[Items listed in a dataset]
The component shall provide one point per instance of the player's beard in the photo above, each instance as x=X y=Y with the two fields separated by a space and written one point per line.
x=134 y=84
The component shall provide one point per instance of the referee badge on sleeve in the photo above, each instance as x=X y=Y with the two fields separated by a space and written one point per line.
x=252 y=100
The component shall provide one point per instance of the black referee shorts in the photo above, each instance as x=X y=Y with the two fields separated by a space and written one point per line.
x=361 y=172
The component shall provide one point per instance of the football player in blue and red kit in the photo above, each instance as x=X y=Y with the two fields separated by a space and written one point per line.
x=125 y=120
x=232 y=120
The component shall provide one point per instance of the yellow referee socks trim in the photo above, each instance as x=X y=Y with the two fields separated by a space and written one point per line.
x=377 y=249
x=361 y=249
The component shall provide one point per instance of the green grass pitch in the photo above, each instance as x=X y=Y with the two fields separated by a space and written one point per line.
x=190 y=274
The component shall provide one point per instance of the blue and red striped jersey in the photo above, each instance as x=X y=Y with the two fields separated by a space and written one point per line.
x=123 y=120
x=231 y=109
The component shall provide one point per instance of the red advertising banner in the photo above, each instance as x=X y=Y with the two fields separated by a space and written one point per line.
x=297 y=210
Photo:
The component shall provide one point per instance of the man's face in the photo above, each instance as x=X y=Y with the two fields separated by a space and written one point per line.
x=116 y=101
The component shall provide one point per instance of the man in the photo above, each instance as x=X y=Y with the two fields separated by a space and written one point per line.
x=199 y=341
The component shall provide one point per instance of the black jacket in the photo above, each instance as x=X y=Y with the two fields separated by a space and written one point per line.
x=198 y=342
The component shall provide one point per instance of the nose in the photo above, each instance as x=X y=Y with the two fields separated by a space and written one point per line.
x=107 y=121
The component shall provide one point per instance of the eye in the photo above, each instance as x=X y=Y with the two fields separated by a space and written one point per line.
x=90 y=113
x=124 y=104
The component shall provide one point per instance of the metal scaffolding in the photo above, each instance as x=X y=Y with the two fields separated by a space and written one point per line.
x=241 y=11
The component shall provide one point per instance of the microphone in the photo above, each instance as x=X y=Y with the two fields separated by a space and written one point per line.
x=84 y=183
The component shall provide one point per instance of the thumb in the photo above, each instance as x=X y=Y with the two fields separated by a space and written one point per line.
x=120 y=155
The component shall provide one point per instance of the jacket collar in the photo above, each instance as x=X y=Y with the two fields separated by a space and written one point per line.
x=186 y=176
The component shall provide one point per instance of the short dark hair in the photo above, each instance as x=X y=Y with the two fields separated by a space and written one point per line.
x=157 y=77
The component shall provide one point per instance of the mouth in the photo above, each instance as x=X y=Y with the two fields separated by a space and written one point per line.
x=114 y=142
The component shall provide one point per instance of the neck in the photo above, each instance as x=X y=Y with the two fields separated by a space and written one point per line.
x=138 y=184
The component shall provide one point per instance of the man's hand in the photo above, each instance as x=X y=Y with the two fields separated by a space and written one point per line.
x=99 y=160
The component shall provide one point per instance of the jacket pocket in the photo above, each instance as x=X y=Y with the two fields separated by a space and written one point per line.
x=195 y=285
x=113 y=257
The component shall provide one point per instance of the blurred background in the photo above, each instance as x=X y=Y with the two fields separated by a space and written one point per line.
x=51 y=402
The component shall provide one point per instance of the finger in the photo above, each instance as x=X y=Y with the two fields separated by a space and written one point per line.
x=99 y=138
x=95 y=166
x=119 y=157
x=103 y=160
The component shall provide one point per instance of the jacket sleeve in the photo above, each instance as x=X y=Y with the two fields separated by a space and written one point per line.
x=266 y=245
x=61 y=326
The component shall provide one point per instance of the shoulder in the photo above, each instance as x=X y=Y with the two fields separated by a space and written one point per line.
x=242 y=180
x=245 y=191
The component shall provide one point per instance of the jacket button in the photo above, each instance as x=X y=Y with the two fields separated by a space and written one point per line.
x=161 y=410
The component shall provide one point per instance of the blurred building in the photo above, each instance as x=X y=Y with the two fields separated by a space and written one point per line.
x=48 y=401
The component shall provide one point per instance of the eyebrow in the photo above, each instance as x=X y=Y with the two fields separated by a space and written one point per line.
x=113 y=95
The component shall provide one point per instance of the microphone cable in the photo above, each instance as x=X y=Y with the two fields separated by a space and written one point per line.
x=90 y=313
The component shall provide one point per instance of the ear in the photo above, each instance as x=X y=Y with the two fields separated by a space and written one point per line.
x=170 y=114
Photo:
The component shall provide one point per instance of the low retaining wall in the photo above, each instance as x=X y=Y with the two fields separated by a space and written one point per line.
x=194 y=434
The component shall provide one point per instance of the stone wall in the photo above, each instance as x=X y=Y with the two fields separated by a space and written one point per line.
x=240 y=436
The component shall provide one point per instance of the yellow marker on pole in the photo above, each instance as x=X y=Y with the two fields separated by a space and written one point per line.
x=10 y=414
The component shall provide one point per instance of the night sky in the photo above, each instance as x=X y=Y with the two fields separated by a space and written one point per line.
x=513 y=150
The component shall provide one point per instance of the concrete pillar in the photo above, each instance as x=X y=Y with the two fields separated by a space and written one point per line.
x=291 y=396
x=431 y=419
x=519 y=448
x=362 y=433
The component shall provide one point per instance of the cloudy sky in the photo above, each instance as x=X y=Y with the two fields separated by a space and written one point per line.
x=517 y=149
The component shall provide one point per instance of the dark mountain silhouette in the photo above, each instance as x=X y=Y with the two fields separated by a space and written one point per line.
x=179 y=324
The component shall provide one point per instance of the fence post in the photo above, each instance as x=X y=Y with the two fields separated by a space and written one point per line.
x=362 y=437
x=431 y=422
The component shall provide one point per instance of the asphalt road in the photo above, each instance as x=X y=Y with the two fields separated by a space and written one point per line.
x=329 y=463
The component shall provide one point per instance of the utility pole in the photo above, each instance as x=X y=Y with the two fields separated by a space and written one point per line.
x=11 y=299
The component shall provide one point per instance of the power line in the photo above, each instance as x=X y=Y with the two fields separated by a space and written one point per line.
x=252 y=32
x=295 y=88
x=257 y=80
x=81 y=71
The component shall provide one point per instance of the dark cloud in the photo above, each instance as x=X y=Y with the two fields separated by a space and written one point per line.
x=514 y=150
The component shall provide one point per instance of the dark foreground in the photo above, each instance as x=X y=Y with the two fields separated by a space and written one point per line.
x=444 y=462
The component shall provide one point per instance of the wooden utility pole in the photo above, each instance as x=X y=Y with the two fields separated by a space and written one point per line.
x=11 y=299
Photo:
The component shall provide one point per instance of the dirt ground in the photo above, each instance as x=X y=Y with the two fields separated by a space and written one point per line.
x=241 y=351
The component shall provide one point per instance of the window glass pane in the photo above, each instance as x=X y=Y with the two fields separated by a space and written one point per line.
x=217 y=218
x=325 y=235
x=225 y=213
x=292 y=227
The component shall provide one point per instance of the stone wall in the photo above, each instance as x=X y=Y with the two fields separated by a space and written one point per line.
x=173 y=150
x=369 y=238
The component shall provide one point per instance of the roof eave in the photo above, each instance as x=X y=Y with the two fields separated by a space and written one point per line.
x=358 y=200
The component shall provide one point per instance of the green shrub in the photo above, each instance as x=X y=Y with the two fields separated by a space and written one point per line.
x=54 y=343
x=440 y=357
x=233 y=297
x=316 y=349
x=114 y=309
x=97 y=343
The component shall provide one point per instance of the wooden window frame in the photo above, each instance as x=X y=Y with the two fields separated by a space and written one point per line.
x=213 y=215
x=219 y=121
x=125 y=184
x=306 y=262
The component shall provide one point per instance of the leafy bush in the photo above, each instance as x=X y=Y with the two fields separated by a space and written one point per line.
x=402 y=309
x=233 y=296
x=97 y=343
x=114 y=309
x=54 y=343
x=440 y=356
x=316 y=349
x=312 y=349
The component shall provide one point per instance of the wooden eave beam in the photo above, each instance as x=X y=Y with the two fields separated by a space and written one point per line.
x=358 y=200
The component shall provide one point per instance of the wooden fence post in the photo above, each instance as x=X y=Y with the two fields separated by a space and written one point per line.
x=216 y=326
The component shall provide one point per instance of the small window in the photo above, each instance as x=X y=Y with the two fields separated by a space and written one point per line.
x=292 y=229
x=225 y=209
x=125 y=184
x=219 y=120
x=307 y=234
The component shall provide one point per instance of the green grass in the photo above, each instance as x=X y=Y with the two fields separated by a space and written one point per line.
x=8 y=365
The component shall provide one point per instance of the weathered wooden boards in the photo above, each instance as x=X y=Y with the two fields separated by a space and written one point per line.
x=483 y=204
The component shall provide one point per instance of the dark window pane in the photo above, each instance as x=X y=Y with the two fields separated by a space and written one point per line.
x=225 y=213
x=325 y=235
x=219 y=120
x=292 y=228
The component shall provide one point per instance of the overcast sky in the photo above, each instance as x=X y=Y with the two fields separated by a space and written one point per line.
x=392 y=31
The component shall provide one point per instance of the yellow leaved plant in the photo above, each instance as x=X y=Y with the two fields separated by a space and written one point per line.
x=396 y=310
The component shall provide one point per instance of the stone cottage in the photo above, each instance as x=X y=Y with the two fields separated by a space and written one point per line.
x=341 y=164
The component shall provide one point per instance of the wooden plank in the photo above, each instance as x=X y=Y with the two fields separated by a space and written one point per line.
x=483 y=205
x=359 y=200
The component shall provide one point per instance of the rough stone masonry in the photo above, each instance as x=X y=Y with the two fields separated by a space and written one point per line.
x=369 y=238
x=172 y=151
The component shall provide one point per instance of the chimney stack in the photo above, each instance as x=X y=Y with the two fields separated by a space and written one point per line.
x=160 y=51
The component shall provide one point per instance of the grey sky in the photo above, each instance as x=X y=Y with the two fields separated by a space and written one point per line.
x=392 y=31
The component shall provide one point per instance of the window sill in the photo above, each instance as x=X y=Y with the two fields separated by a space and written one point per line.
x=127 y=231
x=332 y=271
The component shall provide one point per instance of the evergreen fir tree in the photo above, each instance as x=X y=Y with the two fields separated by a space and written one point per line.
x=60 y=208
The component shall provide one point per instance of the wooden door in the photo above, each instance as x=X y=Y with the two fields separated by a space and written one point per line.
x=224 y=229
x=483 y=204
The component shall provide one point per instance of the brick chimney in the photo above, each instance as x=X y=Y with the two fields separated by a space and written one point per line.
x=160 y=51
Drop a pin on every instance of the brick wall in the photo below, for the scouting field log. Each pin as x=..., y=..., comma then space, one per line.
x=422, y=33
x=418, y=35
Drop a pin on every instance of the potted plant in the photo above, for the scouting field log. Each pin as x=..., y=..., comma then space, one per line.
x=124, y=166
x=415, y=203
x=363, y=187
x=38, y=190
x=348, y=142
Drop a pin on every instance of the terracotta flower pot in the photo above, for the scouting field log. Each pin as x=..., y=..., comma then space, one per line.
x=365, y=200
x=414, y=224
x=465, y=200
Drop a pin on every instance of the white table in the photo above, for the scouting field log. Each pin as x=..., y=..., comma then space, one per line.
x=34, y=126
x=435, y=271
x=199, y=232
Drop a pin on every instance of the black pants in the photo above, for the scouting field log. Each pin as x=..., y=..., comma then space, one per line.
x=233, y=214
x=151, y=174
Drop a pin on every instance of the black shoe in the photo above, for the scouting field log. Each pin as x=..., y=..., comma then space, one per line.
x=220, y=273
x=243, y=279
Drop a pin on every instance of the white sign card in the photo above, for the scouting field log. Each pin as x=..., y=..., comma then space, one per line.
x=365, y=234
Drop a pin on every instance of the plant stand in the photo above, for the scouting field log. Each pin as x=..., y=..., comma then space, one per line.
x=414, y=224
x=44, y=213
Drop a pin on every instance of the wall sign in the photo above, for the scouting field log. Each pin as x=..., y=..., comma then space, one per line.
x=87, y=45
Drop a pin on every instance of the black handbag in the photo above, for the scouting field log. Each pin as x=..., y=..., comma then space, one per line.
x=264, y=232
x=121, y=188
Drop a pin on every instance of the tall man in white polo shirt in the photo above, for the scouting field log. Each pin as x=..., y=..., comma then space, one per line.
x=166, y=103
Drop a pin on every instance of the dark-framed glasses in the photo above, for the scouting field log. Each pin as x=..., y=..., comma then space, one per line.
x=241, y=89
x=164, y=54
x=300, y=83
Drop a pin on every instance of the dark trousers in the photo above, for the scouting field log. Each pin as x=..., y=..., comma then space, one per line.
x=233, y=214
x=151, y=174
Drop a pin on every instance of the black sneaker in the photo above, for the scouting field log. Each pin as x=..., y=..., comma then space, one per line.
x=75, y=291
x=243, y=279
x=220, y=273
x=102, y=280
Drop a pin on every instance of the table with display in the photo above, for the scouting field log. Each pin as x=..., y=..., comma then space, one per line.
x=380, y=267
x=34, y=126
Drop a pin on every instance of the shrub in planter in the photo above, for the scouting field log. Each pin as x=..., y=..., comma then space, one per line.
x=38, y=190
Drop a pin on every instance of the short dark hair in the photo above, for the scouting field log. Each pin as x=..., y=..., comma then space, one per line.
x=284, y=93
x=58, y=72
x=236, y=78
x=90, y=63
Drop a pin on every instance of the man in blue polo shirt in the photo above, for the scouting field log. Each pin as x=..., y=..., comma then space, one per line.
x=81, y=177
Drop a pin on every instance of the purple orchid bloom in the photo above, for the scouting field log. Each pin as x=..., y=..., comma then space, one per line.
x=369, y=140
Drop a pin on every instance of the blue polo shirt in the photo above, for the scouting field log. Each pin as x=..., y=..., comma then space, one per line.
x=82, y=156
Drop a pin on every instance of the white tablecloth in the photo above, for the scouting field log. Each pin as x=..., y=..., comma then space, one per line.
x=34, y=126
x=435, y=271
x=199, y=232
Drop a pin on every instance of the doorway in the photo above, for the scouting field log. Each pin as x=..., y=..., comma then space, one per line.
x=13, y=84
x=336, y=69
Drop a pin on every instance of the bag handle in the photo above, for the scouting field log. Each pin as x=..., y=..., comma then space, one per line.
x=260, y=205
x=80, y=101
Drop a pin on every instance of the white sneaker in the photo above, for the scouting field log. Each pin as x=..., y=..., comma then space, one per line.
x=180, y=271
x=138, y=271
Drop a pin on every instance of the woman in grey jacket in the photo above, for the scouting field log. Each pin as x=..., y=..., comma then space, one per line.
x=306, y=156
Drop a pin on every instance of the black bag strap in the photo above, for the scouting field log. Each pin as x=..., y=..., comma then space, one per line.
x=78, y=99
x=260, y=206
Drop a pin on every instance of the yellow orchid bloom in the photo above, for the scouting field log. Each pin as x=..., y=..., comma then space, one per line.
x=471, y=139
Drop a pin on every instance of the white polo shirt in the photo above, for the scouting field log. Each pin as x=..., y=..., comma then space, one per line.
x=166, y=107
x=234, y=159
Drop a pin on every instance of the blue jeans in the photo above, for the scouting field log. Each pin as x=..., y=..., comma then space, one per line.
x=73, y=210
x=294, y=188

■ **WORK REQUIRED**:
One line above contains "Drop a pin on every instance of the black bag". Output that line and each one after it, word for word, and nothing else.

■ **ANSWER AREA**:
Drop a pin on every instance of the black bag strap in the photo above, for the scouting field log. Each pin as x=..., y=..., comma then space, one per line.
x=78, y=99
x=260, y=206
Drop a pin on every instance of the yellow orchid bloom in the photo above, for the scouting field log. Each pin as x=..., y=..., comma then space, one per line.
x=471, y=139
Drop a pin on every instance of the white polo shirt in the photo above, for the scouting field log. Each pin as x=..., y=..., comma then space, one per line.
x=166, y=107
x=234, y=159
Drop a pin on every instance of the blue jeans in the photo above, for the scouting field log. Each pin as x=..., y=..., comma then space, one per line.
x=73, y=210
x=294, y=188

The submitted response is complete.